**INSTRUCTIONS TO FOLLOW:** Using the data below, copy each line that includes the word "query".

Natural language region descriptions:

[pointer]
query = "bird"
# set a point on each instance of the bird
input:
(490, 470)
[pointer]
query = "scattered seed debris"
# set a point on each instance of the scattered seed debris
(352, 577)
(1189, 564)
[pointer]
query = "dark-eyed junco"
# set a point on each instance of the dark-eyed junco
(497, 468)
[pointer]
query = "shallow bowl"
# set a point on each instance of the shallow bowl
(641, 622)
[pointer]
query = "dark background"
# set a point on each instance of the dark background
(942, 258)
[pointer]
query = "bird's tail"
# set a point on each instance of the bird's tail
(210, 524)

**RESULT OF THIS EXERCISE:**
query = "bird"
query = "scattered seed debris"
query = "dark-eyed junco"
query = "shallow bowl"
query = "dark background"
query = "bird's tail"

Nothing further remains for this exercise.